**EXCERTO:**
40. Pelo que, no entendimento da apelante deveria o tribunal ter aplicado o nº 2, ab initio, do artigo 824º do C.C., uma vez que por força da venda executiva o imóvel ficou totalmente desonerado.
41. Pelo exposto, e com o devido respeito, que é muito, entende a apelante que a decisão em causa está ferida de nulidade, por padecer dos vícios discriminados no artigo 615º, nº 1, alíneas c) e d), do C.P.C.
42. Entende, igualmente, a apelante e com o devido respeito, que os pontos 1, 2, 6, 7, 12 dos factos foram incorretamente julgados como provados, pois os mesmos deveriam ter sido dados como não provados.
43. Por último, entende a apelante, que o artigo 824º, nº 2, do C.P.C., foi incorrectamente aplicada, pois deveria ter sido aplicado o nº 2, mas na sua parte inicial.
44. Pelo exposto, deverá a sentença recorrida ser revogada por douto acórdão que a substitua e, em consequência, mantenha a posse do imóvel a favor do recorrente.

O requerido apresentou contra-alegações, concluindo pela improcedência do recurso.

Colhidos os vistos, cumpre decidir.

Na sentença recorrida foram considerados assentes os seguintes factos:
1. O ora requerido B... celebrou com H..., S.A., o contrato escrito de arrendamento, datado de 15/09/2010, junto a fls. 186, do qual constam as seguintes cláusulas:
1ª – A primeira outorgante (H..., S.A.) é legítima proprietária de um prédio rústico, sito no ..., freguesia ..., concelho de Ovar, inscrito na matriz sob o artigo 1424, a confinar do norte com I..., do sul com J... e outro, e do nascente e poente com caminho.
2ª – Pelo presente contrato, a primeira e segundo (o ora Requerido B...) outorgantes reduzem a escrito o contrato de arrendamento que vigora entre ambos desde maio de 2006, celebrado verbalmente, e que tem como objeto o prédio identificado no item anterior.
3ª – O contrato é celebrado pelo prazo de um ano, tendo-se iniciado em 01/05/2006 e o seu termo em 30/04/2007, renovando-se automaticamente nos termos legais.
4ª – A renda anual é de €3.000,00, a pagar em duodécimos de €250,00, no primeiro dia útil do mês a que disser respeito.
5ª – O local arrendado destina-se exclusivamente à instalação de uma unidade de tratamento de resíduos sólidos de metais, não lhe podendo ser dado outro fim sem o consentimento expresso da primeira outorgante.
6ª – O segundo outorgante não pode ceder ou sublocar, no todo ou em parte, onerosa ou gratuitamente, o direito ao arrendamento sem o consentimento expresso da primeira outorgante.
7ª – As benfeitorias que se encontram implantadas no prédio objeto do presente contrato, concretamente, muros de vedação, piso, escritório e ETAR, foram executadas pelo segundo outorgante e são sua propriedade.
2. A 01/05/2006, o prédio identificado em 1 dos factos provados (e que é o cuja posse foi mandada restituir à requerente pela decisão proferida a fls. 100/108) era um terreno de pinhal.

**ENTRADAS:**
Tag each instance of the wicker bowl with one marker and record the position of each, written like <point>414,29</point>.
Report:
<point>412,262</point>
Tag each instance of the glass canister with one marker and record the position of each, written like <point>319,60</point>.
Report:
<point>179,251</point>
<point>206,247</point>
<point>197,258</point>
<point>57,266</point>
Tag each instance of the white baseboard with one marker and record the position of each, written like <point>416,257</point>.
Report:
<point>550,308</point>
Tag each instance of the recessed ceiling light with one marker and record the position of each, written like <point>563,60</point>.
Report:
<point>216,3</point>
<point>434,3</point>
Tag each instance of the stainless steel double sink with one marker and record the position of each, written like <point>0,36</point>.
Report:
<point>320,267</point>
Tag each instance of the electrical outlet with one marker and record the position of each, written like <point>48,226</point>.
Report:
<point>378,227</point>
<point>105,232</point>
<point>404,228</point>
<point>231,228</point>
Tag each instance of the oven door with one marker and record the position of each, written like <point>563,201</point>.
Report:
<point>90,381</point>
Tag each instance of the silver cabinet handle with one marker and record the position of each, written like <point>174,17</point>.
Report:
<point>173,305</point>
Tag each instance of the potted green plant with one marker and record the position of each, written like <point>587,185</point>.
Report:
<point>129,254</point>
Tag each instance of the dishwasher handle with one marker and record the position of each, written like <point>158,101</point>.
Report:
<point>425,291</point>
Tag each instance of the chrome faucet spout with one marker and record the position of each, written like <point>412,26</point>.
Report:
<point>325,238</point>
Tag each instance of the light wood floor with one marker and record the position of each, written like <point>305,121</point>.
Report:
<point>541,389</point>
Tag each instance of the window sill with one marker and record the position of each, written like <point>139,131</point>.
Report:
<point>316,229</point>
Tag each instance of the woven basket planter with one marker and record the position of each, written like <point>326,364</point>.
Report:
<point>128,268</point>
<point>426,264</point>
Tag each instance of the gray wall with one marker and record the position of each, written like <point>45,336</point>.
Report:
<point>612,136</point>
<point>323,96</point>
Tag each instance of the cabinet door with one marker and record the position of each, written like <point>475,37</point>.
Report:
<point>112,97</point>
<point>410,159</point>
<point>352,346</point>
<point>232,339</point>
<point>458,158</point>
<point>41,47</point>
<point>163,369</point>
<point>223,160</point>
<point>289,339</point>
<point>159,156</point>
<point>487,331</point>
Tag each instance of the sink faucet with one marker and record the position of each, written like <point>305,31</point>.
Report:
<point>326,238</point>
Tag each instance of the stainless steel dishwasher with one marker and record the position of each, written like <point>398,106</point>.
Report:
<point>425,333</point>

**EXERCÍCIO ESCRITO A:** Transcreva do excerto do acórdão o trecho que vai de "43. Por último, entende" até "favor do recorrente.".
**EXERCÍCIO ESCRITO B:** Prossiga o excerto do acórdão a partir do ponto em que este termina.

**RESULTADO DA TAREFA A:**
43. Por último, entende a apelante, que o artigo 824º, nº 2, do C.P.C., foi incorrectamente aplicada, pois deveria ter sido aplicado o nº 2, mas na sua parte inicial.
44. Pelo exposto, deverá a sentença recorrida ser revogada por douto acórdão que a substitua e, em consequência, mantenha a posse do imóvel a favor do recorrente.

**RESULTADO DA TAREFA B:**
3. Foi o ora requerido que, a suas expensas, implantou os respetivos muros de vedação e portões, implantou piso com a área de 1.200 m2, rampa de pesagem para veículos com carga, uma estação de tratamento de águas contaminadas e iniciou a construção de um edifício para escritório.
4. O requerido instalou, em meados de 2006, a sua atividade de compra e venda de sucata no prédio identificado em 1 dos factos provados, ali passando a exercer a sua atividade comercial, recebendo clientes, recebendo e expedindo mercadorias, ali recebendo a sua correspondência, pagando as despesas associadas e as respetivas rendas.
5. Mais tarde passou a exercer, no imóvel, a atividade de produção de Pellets.
6. O requerido exerceu atividade no imóvel até meados de 2015.
7. Continua, porém, a receber correspondência no imóvel.
8. A renda mensal acordada, de facto, entre o requerido e a H... e paga por aquele a esta era de €650,00.
9. O requerido pagou esta renda à H... até dezembro de 2016, quando teve conhecimento de que o prédio tinha sido vendido.
10. O requerido teve no imóvel um cão.
11. No interior do imóvel existe um contentor/escritório no interior do qual se encontravam, à data da restituição provisória de posse, os bem identificados no auto de fls. 145.
12. Em dezembro de 2016, o ora requerido deslocou-se ao imóvel com o seu irmão D... e encontrou à porta do mesmo o Sr. E..., que lhe disse que era o atual proprietário do imóvel.
13. O muro de vedação do imóvel e o gradeamento nele aplicado tem um valor de mercado de €30.893,17 – fls. 221.
14. O pavimento de 1.200 m2 tem um custo de execução de €27.601,20 – fls. 221.
15. O custo de construção do edifício de r/c inacabado, de 3 metros de pé direito, que se encontra no imóvel é de cerca de €42.356,00 – fls. 233.
16. A estrutura retangular de recolha de fluídos tem um custo de, pelo menos, €10.932,24 – fls. 222/223.
17. O conjunto de maciços de betão armado construído para suporte de uma balança tem um custo de mercado de €3.920,00 – fls. 233.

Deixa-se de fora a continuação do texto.